[原文]
D - Zero Remainder Array（思维）

我们发现只需考虑最大的数有多少个，因为相同的数每次都要经过$k$的周期才能修改成功，那么只需找到最大的，$map$即可

#include <set>
#include <map>
#include <stack>
#include <queue>
#include <math.h>
#include <cstdio>
#include <string>
#include <bitset>
#include <cstring>
#include <sstream>
#include <iostream>
#include <algorithm>
#include <unordered_map>
using namespace std;
#define fi first
#define se second
#define pb push_back
#define ins insert
#define lowbit(x) (x&(-x))
#define mkp(x,y) make_pair(x,y)
#define mem(a,x) memset(a,x,sizeof a);
typedef long long ll;
typedef long double ld;
typedef unsigned long long ull;
typedef pair<int,int> P;
const double eps=1e-8;
const double pi=acos(-1.0);
const int inf=0x3f3f3f3f;
const ll INF=1e18;
const int Mod=1e9+7;
const int maxn=2e5+10;

int a[maxn];
map<int,int> mp;

int main(){
    //freopen("in.txt","r",stdin);
    //freopen("out.txt","w",stdout);
    ios::sync_with_stdio(0),cin.tie(0),cout.tie(0);
    int t,n,k;
    cin>>t;
    while(t--){
        cin>>n>>k;
        int minn=inf;
        mp.clear();
        for(int i=0,x;i<n;i++){
            cin>>x;
            a[i]=k-x%k;
            if(a[i]<k) mp[a[i]]++;
        }
        int maxx=0,cnt=0;
        for(auto i: mp){
            if(i.se>cnt){
                cnt=i.se,maxx=i.fi;
            }else if(i.se==cnt){
                maxx=max(maxx,i.fi);
            }
        }
        if(cnt==0){
            cout<<0<<endl;
            continue;
        }
        //cout<<maxx<<" "<<cnt<<endl;
        ll ans=0;
        ans=maxx+1LL*(cnt-1)*k+1;
        cout<<ans<<endl;
    }
    return 0;
}


 

E1 - Reading Books (easy version)（简单分类）

将只有一个人喜欢读的两本书合并为两个人都喜欢的一本书，然后考虑所有"1-1"情况，排序贪心选即可

#include <set>
#include <map>
#include <stack>
#include <queue>
#include <math.h>
#include <cstdio>
#include <string>
#include <bitset>
#include <cstring>
#include <sstream>
#include <iostream>
#include <algorithm>
#include <unordered_map>
using namespace std;
#define fi first
#define se second
#define pb push_back
#define ins insert
#define lowbit(x) (x&(-x))

[任务 a] 根据原文，Reading Books (easy version) 一题的做法是把哪种书合并成哪种书？

[练习输入]
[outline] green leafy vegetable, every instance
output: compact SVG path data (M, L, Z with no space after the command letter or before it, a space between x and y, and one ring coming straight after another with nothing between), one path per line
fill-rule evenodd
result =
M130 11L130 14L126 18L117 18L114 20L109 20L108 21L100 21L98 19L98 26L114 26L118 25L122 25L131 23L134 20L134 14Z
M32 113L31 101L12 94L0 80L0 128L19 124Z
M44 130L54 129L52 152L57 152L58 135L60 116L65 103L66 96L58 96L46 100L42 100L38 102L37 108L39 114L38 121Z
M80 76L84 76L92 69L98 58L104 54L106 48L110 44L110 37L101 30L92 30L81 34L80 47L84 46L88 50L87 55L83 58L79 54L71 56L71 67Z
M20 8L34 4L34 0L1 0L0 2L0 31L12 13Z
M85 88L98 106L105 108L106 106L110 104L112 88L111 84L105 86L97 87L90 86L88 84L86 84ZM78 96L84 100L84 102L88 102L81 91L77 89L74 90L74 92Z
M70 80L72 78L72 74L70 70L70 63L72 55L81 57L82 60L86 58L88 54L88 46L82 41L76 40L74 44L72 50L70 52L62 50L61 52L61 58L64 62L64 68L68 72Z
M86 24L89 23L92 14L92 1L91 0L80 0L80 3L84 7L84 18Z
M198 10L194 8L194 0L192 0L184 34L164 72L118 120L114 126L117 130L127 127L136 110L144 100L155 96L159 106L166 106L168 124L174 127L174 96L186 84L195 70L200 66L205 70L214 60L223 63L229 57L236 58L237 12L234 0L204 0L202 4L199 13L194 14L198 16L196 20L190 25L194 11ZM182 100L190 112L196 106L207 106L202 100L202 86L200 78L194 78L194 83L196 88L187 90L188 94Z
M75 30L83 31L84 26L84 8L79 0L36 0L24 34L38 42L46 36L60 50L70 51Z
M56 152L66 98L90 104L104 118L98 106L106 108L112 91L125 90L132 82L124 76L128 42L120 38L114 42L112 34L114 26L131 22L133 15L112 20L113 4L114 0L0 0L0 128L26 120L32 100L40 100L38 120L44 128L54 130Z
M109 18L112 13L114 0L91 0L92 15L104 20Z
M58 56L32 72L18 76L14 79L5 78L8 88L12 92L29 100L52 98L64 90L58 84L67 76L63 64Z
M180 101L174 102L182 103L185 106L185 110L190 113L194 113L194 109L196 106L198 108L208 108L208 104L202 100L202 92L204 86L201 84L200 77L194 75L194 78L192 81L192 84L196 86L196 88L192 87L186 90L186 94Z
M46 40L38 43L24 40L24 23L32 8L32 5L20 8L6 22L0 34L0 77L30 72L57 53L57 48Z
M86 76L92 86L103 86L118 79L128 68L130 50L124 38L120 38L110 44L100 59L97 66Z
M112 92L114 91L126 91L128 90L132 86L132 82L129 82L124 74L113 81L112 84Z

[任务 b] 请从记录的第一行开始照录，到含有“M56 152L66 98L90”的那一行结束，首尾两行都包括在内。

[答案 a] 把只有一个人喜欢读的两本书合并为两个人都喜欢的一本书。

[答案 b]
[outline] green leafy vegetable, every instance
output: compact SVG path data (M, L, Z with no space after the command letter or before it, a space between x and y, and one ring coming straight after another with nothing between), one path per line
fill-rule evenodd
result =
M130 11L130 14L126 18L117 18L114 20L109 20L108 21L100 21L98 19L98 26L114 26L118 25L122 25L131 23L134 20L134 14Z
M32 113L31 101L12 94L0 80L0 128L19 124Z
M44 130L54 129L52 152L57 152L58 135L60 116L65 103L66 96L58 96L46 100L42 100L38 102L37 108L39 114L38 121Z
M80 76L84 76L92 69L98 58L104 54L106 48L110 44L110 37L101 30L92 30L81 34L80 47L84 46L88 50L87 55L83 58L79 54L71 56L71 67Z
M20 8L34 4L34 0L1 0L0 2L0 31L12 13Z
M85 88L98 106L105 108L106 106L110 104L112 88L111 84L105 86L97 87L90 86L88 84L86 84ZM78 96L84 100L84 102L88 102L81 91L77 89L74 90L74 92Z
M70 80L72 78L72 74L70 70L70 63L72 55L81 57L82 60L86 58L88 54L88 46L82 41L76 40L74 44L72 50L70 52L62 50L61 52L61 58L64 62L64 68L68 72Z
M86 24L89 23L92 14L92 1L91 0L80 0L80 3L84 7L84 18Z
M198 10L194 8L194 0L192 0L184 34L164 72L118 120L114 126L117 130L127 127L136 110L144 100L155 96L159 106L166 106L168 124L174 127L174 96L186 84L195 70L200 66L205 70L214 60L223 63L229 57L236 58L237 12L234 0L204 0L202 4L199 13L194 14L198 16L196 20L190 25L194 11ZM182 100L190 112L196 106L207 106L202 100L202 86L200 78L194 78L194 83L196 88L187 90L188 94Z
M75 30L83 31L84 26L84 8L79 0L36 0L24 34L38 42L46 36L60 50L70 51Z
M56 152L66 98L90 104L104 118L98 106L106 108L112 91L125 90L132 82L124 76L128 42L120 38L114 42L112 34L114 26L131 22L133 15L112 20L113 4L114 0L0 0L0 128L26 120L32 100L40 100L38 120L44 128L54 130Z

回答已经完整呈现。